#### Instructions to follow
What you return should be every record, retyped without a single change.

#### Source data
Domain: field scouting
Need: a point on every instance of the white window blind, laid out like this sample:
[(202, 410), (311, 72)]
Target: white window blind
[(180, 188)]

#### Answer section
Domain: field scouting
Need: a point on every instance of the white window blind, laid out like this sample:
[(202, 410), (311, 72)]
Target: white window blind
[(180, 188)]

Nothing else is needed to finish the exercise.